> Reading text:

Wednesday, July 7, 2010

Raising Cane


In The Caning of Charles Sumner: Honor, Idealism, and the Origins of the Civil War, Williamjames Hoffer takes a fresh look at a familiar subject -- and tries to solve a perennial pedagogical problem

The following review was published last week the Books page of the History News Network site.

It's the classic dilemma of the History teacher: On the hand, the most interesting classes come from discussions of specific subjects (usually, but not always, grounded in primary sources). On the other, it's hard for students to really understand those subjects without context, and context takes time.  You can deliver it by lecturing, which can be efficient in limited doses, though rarely comprehensive. You can also provide it by assigning textbook reading, though this tends to be regarded as dull when it's done at all (and textbooks, as any cost-conscious student knows, have become very expensive).

The new "Witness to History" series launched by Johns Hopkins University Press under the editorial supervision of the father-son team of Peter Charles and Williamjames Hoffer offers a solution to this problem. These short volumes on prismatic moments in U.S. history also provide brief overviews of the period immediately preceding and following the event in question. As such, the books represent a variation on Oxford University Press's "Pivotal Moments in U.S. History" (which are more interpretively ambitious) and Bedford's "Series in History and Culture," series which packs an editorial apparatus around a set of primary sources. "Witness to History" books, by contrast, are brief secondary sources pitched to an undergraduate audience. As such, they may hit a commercial sweet spot.

> Dataset:
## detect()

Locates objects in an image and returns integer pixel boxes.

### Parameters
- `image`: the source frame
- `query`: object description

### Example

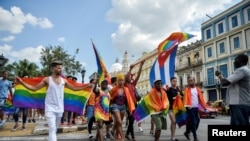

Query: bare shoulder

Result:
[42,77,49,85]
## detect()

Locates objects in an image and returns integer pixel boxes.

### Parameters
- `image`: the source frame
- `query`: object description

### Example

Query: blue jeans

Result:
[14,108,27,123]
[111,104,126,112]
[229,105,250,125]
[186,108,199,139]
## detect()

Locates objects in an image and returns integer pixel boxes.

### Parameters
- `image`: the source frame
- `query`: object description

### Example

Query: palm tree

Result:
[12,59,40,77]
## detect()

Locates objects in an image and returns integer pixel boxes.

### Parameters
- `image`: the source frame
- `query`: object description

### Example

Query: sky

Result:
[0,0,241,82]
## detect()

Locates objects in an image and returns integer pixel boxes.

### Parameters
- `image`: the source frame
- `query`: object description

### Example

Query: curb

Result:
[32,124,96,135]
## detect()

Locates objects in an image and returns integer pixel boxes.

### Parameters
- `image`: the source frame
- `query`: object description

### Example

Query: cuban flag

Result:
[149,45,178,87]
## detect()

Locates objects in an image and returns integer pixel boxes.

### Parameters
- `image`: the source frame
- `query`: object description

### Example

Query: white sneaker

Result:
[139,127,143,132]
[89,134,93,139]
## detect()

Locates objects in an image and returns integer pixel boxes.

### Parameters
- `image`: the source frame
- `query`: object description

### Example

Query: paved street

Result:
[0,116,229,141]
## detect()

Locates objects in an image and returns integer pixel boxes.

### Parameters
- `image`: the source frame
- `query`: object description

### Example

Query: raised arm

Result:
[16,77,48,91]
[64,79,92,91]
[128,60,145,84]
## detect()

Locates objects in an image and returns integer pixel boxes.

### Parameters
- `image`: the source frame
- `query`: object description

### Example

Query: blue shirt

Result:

> Work to complete:
A: Which university press launched the "Witness to History" series described in the book review?
B: Continue the review of the book on the caning of Charles Sumner from where it stops.

> Answers for the exercise:
A: Johns Hopkins University Press.

B:
The inaugural volume in the series is The Caning of Charles Sumner, by Hoffer the younger (Williamjames). This notorious episode of antebellum history will be familiar to any student of the Civil War, though usually as a passing one; indeed, I'm not aware of any recent scholarly study, which makes it a shrewd choice for a 133-page treatment. After a brief introduction, the book opens with a detailed rendition of the single minute on May 22, 1856 that South Carolina Congressman Preston beat Massachusetts Senator Charles Sumner within an inch of his life with a cane inside the hallowed halls of Congress. As Hoffer shows, this eruption of violence was by no means an isolated incident, but reflected a lingering frontier ethos -- one with a Southern, Code Duello tinge -- that characterized national political life until the Civil War. Hoffer also shows that notwithstanding some intriguing parallels between the two men, Brooks and Sumner were virtual synechdoches for the two sections they represented in a political system that was veering toward a breakdown.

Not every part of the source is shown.